QUESTIONS ON THE MATERIAL:
[a] In the World Cup super team article, how old was Messi when he first debuted for the national team?
[b] Retype the part of the World Cup super team article from "Germany will look" to "of all time.".
[c] Which countries are named in the World Cup super team article? List every one.
[PASSAGE TO READ — start]
For Starters, It’s TieBreaker’s 2018 World Cup Super Team
The 2018 FIFA World Cup is finally upon us, meaning it’s time to pull out our vuvuzelas and party like it’s 2010!
Germany will look to conquer Russia as it did Brazil to claim the 2014 FIFA World Cup Trophy. Even with Germany’s surplus of talent, the other 31 teams boast a wealth elite players to make sure that won’t be an easy task.
With all of the supremely skilled athletes taking the pitch in Russia to compete against one another, it raises the question of what these top 32 World Cup teams would look like boiled down to one roster.
Here’s to dreaming of our ultimate superstar roster consisting of Russia’s 2018 World Cup competitors.
Center-Forward: Lionel Messi, Argentina
No surprise here. Argentina’s Lionel Messi is as easy as it gets for an automatic bid onto the 2018 World Cup super team. Messi has, in large part, been the best player in the world for years. Many even argue that the 5-foot-7 Argentine could be the greatest soccer player of all time.
Messi’s development into a superstar was not a slow process by any means. Only 18 at the time, he first debuted for the national team in August 2005. The young prodigy’s impact as a sub in the 2006 World Cup was crucial in getting Argentina to the quarterfinals, where the team finished sixth.
Despite Messi’s relatively unimposing stature, he’s found a way to utilize his lack of size. Fast footwork with the ball, coupled with explosive feet, allow for shifty ball work to quickly accelerate in any direction. Unparalleled dribbling is a key piece to how Messi is able to create opportunities for teammates and find the back of the net.
As Argentina’s captain in 2010, he once again led his team to the quarterfinals and a fifth-place finish in Greece, followed by a spectacular 2014 campaign that was enough for second place.
Outside of his international appearances, Messi’s list of accomplishments as a member of La Liga’s FC Barcelona is staggering. From 2008-17, Messi finished either first or second in voting for the Ballon d’Or award and tied for the most wins overall with five. Of course, that’s not to be outdone by his record five European Golden Shoes.
Since he joined Barcelona in 2005, the prolific goal-scorer has brought the club a jaw-dropping 32 trophies. Even deeming his scoring as “prolific” feels like an understatement, as he’s scored a combined 643 career goals (seventh all time) leading up to the 2018 World Cup.
Scrolling through the list of records Messi has set is like flipping through an encyclopedia. From club to world records, Messi will likely retire a mythical creature that future generations won’t entirely believe to have accomplished all that he did.
Right Wing: Cristiano Ronaldo, Portugal
If Lionel Messi is the greatest player in the world, then it’s because Cristiano Ronaldo only lost that designation by a hair… one perfectly sculpted follicle of hair gifted by the soccer gods themselves.
[PASSAGE TO READ — finish]
[EXERCISE DATA — start]
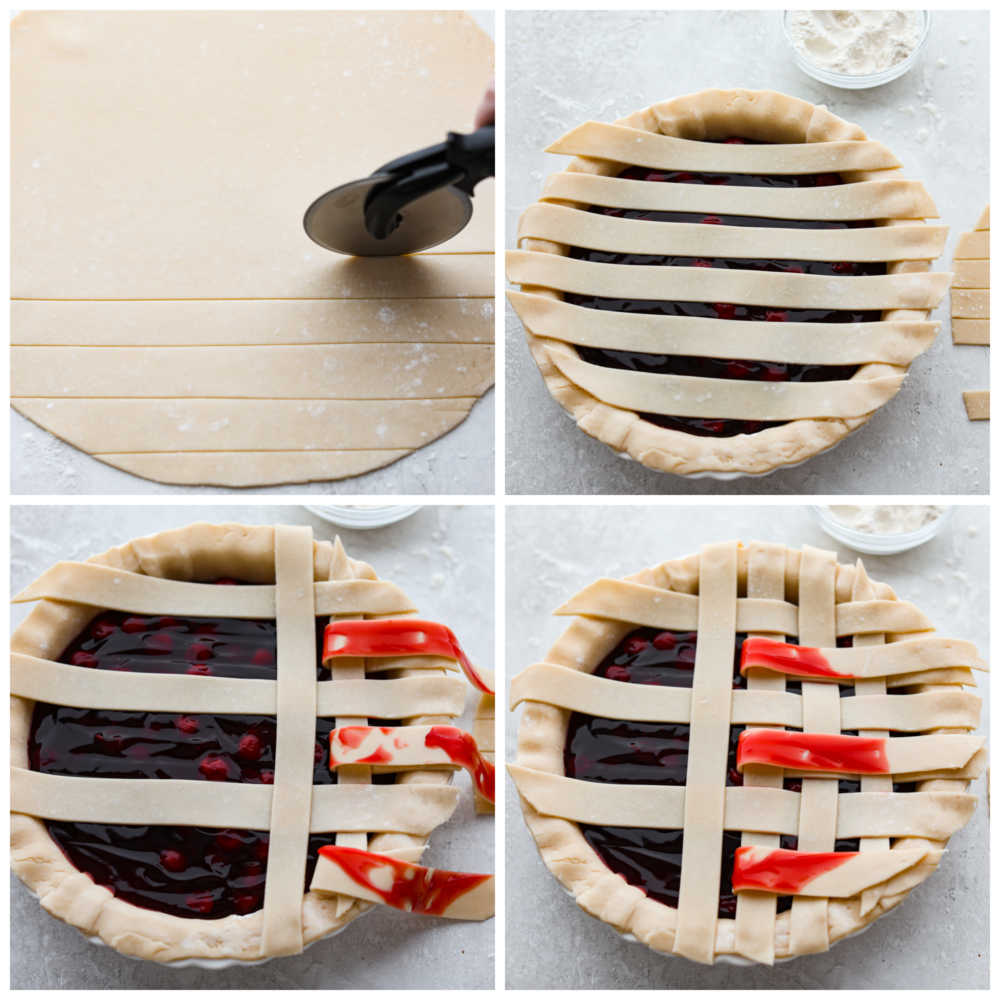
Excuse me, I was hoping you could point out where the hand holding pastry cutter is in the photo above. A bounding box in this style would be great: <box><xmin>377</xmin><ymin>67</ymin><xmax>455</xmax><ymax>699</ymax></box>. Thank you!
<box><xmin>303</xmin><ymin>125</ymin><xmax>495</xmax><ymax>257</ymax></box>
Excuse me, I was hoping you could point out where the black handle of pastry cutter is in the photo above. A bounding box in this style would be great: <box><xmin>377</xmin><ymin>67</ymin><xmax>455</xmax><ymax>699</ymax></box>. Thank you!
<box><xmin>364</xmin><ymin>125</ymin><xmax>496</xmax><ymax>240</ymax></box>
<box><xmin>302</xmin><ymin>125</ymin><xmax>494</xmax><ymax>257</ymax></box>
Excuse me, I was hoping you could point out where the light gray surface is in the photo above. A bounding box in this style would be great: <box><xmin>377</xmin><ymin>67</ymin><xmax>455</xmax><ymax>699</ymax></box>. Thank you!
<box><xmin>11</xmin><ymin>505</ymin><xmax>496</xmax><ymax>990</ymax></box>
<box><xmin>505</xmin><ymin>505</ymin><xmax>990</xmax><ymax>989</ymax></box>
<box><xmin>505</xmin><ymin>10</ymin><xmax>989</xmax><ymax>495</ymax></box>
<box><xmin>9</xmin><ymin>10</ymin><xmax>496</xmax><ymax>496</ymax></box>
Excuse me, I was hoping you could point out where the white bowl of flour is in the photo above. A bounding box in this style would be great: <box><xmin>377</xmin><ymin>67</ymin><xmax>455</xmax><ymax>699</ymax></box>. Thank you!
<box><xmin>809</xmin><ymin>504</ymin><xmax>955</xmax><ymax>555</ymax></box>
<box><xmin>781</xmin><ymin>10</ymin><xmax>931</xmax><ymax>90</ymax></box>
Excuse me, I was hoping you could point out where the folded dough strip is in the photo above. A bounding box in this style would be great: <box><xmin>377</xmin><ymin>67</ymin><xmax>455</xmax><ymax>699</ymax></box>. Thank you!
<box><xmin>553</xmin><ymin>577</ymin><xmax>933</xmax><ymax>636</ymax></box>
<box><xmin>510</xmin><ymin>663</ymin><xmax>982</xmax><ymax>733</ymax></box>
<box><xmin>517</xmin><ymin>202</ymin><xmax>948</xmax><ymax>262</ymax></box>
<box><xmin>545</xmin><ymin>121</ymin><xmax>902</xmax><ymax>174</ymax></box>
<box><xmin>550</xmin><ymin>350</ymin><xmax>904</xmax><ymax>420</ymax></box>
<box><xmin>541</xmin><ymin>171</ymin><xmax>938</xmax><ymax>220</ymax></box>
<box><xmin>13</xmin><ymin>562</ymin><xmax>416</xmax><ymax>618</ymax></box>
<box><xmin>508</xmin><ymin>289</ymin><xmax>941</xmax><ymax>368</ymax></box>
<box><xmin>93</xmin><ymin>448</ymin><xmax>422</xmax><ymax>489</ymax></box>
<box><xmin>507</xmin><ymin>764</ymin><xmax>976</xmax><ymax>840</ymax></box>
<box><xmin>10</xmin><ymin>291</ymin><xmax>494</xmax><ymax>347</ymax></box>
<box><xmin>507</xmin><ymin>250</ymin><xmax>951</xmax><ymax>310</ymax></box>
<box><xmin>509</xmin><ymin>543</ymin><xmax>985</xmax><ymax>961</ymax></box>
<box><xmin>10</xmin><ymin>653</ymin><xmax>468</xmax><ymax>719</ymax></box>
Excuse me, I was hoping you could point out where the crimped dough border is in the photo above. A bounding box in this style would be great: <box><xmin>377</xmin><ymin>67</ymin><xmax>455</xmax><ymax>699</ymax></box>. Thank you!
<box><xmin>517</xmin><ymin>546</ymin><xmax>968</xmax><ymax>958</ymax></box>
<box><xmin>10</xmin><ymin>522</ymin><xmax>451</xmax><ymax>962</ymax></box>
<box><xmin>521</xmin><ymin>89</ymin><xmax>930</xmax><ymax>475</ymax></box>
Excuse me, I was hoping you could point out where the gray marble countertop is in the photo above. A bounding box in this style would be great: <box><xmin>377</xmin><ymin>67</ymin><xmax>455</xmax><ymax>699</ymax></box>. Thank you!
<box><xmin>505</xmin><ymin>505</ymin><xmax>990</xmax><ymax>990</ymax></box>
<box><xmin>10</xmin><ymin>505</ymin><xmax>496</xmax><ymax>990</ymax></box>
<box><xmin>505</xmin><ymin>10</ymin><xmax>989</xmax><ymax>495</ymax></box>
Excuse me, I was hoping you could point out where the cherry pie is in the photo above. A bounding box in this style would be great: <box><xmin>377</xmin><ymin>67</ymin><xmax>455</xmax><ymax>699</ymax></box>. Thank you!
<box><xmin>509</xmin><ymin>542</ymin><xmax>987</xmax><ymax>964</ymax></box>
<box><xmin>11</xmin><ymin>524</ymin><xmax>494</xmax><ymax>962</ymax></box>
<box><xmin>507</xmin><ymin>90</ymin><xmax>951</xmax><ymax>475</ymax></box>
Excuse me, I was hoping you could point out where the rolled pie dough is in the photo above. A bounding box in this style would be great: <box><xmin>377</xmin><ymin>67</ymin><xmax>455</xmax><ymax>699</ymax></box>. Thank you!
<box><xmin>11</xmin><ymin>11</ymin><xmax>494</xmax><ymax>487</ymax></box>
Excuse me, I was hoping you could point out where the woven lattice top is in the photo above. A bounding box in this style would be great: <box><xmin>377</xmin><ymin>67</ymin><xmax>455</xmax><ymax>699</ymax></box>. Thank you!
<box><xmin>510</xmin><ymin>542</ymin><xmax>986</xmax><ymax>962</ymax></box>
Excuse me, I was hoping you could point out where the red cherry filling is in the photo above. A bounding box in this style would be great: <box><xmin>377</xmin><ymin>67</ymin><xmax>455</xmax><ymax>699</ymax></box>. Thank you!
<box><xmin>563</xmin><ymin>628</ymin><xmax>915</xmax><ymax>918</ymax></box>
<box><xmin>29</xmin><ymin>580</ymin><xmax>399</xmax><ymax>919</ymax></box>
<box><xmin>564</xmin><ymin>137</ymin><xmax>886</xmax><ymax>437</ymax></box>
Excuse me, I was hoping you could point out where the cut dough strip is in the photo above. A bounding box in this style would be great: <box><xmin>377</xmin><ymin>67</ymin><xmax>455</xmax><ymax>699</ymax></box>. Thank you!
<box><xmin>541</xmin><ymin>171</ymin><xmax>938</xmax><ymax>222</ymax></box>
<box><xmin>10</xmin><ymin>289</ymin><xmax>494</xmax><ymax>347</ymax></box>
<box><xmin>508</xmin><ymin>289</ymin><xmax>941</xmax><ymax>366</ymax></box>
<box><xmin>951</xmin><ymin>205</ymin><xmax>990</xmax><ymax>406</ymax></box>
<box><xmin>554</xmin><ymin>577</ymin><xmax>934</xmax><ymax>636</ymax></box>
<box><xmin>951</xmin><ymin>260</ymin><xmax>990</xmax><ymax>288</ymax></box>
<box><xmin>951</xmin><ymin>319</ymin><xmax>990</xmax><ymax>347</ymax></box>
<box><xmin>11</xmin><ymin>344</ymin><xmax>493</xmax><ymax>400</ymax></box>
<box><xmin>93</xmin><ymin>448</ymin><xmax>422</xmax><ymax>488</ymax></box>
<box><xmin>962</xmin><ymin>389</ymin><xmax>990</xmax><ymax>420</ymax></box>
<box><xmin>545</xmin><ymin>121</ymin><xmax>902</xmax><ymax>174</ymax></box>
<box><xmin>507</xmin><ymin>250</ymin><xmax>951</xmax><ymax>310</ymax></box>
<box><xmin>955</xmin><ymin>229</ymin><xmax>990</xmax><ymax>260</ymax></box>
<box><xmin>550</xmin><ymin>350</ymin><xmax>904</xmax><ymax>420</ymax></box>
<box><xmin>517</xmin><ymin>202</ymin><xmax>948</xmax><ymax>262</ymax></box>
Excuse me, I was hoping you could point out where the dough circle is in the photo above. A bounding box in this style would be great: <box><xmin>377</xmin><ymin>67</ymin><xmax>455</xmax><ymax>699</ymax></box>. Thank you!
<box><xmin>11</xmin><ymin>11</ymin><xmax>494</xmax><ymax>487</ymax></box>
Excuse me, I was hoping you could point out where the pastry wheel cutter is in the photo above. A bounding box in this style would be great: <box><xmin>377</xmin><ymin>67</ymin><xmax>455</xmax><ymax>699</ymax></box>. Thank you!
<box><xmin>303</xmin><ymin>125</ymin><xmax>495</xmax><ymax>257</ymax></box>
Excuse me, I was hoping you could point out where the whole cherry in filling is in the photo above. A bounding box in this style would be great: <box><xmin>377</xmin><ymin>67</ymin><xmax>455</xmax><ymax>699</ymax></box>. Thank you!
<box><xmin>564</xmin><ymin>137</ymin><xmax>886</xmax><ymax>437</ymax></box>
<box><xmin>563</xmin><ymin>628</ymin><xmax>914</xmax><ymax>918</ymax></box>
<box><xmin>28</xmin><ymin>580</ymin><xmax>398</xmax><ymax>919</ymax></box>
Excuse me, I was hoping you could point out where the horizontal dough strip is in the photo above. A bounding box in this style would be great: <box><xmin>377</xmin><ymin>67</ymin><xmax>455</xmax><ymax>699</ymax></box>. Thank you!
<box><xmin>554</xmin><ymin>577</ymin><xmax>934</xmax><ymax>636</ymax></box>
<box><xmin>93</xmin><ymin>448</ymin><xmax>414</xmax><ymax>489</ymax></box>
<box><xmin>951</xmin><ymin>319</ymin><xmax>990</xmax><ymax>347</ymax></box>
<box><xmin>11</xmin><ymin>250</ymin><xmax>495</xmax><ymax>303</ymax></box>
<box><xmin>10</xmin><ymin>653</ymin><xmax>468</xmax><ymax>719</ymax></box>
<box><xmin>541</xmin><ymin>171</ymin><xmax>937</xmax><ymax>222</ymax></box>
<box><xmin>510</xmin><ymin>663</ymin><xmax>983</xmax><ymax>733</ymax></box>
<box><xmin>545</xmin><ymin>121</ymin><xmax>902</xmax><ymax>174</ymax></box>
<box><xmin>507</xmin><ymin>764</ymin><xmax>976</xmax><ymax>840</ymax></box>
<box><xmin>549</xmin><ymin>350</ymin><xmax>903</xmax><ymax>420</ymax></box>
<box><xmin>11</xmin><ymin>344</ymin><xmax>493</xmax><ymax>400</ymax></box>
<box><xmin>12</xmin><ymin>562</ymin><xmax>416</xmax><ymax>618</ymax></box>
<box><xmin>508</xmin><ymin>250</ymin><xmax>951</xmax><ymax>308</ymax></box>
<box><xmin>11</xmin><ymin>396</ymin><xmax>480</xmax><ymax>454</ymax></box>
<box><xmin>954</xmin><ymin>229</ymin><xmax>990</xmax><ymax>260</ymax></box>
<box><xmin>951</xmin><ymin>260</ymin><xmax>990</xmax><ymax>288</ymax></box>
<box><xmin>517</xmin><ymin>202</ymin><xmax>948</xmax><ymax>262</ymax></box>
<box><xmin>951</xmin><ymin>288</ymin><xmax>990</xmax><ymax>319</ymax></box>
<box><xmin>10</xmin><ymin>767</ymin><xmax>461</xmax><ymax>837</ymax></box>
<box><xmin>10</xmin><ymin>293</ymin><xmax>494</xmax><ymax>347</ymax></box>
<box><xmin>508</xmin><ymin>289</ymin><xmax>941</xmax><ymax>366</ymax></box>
[EXERCISE DATA — finish]
SOLVED PROBLEMS:
[a] He was 18, debuting in August 2005.

[b]
Germany will look to conquer Russia as it did Brazil to claim the 2014 FIFA World Cup Trophy. Even with Germany’s surplus of talent, the other 31 teams boast a wealth elite players to make sure that won’t be an easy task.
With all of the supremely skilled athletes taking the pitch in Russia to compete against one another, it raises the question of what these top 32 World Cup teams would look like boiled down to one roster.
Here’s to dreaming of our ultimate superstar roster consisting of Russia’s 2018 World Cup competitors.
Center-Forward: Lionel Messi, Argentina
No surprise here. Argentina’s Lionel Messi is as easy as it gets for an automatic bid onto the 2018 World Cup super team. Messi has, in large part, been the best player in the world for years. Many even argue that the 5-foot-7 Argentine could be the greatest soccer player of all time.

[c] Germany, Russia, Brazil, Argentina, Greece, Portugal